What you need to do:
Quote exactly, and only, the lines from the one with "Annotation task: mark the blurred green" through the end of the listing.

Material:
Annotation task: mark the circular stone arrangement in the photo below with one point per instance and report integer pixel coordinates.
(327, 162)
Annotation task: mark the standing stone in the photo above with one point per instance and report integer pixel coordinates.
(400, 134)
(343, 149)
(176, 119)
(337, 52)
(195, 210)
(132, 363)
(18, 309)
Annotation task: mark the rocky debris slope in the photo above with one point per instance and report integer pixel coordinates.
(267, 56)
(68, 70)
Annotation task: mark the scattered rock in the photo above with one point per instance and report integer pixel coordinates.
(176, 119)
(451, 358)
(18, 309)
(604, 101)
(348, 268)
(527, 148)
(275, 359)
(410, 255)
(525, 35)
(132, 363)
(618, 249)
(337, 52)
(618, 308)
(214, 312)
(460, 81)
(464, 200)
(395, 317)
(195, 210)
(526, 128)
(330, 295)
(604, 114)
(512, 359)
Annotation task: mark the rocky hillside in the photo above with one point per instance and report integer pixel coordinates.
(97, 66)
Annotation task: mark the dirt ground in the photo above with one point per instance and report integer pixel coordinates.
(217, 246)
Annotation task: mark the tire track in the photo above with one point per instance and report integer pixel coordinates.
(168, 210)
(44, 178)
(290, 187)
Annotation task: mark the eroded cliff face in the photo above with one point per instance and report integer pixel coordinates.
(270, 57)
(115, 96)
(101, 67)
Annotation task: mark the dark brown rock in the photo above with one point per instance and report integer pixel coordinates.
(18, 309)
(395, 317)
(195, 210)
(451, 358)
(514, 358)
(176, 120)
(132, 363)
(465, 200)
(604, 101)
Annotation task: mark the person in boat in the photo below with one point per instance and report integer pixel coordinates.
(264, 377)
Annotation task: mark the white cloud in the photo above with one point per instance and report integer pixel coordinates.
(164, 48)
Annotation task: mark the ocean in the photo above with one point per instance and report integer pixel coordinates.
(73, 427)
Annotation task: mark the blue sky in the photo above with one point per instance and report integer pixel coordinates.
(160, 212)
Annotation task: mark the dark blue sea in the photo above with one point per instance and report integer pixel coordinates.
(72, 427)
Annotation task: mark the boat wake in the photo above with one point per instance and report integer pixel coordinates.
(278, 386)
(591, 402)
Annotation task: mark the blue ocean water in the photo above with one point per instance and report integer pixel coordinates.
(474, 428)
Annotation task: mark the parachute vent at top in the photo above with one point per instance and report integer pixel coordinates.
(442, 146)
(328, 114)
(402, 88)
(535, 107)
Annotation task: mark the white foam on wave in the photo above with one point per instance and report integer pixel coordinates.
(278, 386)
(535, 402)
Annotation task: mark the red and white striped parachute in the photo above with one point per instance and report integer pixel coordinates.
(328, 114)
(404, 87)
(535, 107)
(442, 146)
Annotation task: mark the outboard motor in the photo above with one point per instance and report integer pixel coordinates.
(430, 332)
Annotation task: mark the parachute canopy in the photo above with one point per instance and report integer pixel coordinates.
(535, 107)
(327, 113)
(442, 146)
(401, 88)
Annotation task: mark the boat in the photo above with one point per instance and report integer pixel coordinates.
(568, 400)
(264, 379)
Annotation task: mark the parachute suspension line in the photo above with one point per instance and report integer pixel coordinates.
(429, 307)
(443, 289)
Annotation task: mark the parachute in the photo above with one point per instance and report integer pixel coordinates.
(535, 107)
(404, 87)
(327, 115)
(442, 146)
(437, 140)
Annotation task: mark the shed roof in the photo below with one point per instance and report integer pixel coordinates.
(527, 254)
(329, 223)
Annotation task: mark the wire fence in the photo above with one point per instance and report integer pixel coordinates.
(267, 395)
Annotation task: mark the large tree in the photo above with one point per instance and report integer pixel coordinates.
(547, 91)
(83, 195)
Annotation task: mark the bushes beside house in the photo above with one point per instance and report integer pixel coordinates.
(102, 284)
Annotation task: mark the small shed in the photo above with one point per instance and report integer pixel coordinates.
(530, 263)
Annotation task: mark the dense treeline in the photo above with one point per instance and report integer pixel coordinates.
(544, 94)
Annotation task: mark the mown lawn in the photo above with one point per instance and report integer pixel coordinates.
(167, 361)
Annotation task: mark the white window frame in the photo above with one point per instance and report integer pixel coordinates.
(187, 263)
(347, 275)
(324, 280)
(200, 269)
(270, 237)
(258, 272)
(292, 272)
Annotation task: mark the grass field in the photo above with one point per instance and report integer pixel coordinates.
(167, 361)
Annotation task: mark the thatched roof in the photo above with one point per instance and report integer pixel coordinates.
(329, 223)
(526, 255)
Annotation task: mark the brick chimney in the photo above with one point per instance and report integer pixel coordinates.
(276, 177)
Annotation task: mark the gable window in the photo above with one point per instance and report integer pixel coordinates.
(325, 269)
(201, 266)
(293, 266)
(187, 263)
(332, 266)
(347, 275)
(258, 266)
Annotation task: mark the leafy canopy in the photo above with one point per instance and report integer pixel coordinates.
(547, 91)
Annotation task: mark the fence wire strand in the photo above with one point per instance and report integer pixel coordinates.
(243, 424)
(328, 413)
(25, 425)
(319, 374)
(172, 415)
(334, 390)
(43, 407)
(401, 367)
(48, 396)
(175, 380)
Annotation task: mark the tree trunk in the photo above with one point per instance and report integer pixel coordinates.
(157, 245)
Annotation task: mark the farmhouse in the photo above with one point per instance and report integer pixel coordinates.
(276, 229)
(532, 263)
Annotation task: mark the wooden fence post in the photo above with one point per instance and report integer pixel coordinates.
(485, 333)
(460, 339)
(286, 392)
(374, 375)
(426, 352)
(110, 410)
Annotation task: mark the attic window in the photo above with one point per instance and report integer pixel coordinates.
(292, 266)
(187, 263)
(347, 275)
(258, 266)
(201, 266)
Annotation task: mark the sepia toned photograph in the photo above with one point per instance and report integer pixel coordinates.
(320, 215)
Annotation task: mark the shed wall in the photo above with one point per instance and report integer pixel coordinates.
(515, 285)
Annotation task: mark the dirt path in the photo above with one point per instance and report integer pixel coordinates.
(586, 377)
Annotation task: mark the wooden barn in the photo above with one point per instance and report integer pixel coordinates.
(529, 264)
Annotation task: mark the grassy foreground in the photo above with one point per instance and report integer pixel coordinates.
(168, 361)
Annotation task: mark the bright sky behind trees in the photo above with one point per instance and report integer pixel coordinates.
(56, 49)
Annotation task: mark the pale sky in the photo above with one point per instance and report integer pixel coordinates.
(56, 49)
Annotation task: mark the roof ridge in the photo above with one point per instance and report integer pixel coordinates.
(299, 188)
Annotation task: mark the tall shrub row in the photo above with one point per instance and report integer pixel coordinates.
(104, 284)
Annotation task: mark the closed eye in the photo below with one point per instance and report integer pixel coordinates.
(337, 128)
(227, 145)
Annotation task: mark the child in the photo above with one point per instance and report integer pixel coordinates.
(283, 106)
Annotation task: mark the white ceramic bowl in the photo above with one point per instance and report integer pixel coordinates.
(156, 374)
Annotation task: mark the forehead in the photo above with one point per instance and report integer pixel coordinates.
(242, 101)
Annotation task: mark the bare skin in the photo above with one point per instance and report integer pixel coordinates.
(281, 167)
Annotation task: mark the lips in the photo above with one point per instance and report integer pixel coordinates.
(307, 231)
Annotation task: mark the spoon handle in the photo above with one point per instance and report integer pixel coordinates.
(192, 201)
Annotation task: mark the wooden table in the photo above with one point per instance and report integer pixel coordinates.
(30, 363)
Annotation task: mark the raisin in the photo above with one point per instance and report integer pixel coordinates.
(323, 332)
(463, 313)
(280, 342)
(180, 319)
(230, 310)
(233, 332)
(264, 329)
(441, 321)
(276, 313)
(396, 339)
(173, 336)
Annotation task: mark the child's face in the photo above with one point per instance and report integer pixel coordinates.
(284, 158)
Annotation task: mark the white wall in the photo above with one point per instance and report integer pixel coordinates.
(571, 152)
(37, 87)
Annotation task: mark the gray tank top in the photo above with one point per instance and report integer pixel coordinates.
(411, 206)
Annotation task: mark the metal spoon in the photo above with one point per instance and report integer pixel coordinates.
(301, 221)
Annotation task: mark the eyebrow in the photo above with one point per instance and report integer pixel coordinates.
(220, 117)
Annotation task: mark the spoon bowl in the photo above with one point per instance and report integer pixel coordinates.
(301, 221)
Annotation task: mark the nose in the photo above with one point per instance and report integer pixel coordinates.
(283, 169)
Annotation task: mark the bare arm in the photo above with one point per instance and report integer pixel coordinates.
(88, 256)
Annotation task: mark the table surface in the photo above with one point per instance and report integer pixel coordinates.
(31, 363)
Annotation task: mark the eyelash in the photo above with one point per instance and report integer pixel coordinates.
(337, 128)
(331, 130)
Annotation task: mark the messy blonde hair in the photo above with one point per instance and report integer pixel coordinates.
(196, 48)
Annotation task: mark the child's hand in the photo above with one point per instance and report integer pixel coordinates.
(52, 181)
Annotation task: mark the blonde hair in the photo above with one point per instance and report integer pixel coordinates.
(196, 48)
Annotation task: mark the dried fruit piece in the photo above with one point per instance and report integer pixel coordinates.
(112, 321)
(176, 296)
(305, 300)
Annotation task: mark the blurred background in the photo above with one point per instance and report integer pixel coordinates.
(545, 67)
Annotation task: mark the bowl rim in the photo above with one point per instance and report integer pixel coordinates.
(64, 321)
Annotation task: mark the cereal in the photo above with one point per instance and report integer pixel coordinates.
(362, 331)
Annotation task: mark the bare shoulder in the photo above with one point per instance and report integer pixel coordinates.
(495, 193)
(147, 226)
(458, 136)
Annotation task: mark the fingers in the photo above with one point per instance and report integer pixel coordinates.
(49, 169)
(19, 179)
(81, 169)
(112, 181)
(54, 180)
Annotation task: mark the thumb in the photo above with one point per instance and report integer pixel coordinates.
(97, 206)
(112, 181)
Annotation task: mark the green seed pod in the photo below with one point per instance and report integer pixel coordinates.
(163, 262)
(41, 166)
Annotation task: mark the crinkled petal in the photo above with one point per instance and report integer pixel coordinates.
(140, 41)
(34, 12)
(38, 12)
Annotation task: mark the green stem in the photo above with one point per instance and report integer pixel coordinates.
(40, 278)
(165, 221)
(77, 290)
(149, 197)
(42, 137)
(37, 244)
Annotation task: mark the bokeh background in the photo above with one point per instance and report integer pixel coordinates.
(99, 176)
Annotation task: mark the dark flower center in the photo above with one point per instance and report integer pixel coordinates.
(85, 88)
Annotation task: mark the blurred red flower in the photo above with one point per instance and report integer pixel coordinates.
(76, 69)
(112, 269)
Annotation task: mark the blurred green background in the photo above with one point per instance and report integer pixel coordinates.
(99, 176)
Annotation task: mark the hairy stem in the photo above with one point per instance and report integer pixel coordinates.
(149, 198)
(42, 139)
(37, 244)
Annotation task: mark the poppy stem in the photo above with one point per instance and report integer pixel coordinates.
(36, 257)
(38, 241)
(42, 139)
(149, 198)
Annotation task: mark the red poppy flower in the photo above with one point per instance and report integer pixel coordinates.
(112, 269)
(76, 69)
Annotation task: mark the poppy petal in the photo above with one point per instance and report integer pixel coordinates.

Correct response:
Annotation task: mark the blurred green background in the photo above with one point per instance and report integer pixel coordinates.
(99, 176)
Annotation task: mark the hairy stem in the photo above with one point per instance and report integer pixel coordinates.
(149, 198)
(42, 139)
(37, 244)
Annotation task: mark the poppy stem in the photo above with one point per instance and report integer pixel coordinates.
(36, 257)
(38, 241)
(42, 139)
(149, 198)
Annotation task: mark the red poppy flower in the photo above with one point per instance and report integer pixel coordinates.
(112, 269)
(76, 69)
Annotation task: mark the poppy petal in the photo above with one point per instance and report integer pixel coordinates.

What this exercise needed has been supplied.